*Exercise instructions:*
In your reply, reproduce the lines from the first one below to the line containing "# give the position", inclusive, exactly as they stand.

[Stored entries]
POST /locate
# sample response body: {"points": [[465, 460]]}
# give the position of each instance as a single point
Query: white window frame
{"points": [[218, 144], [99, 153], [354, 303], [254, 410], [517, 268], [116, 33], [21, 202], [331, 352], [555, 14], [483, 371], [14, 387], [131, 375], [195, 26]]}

*Response to this task:*
POST /locate
# sample response body: {"points": [[465, 460]]}
# give the position of each instance as a single point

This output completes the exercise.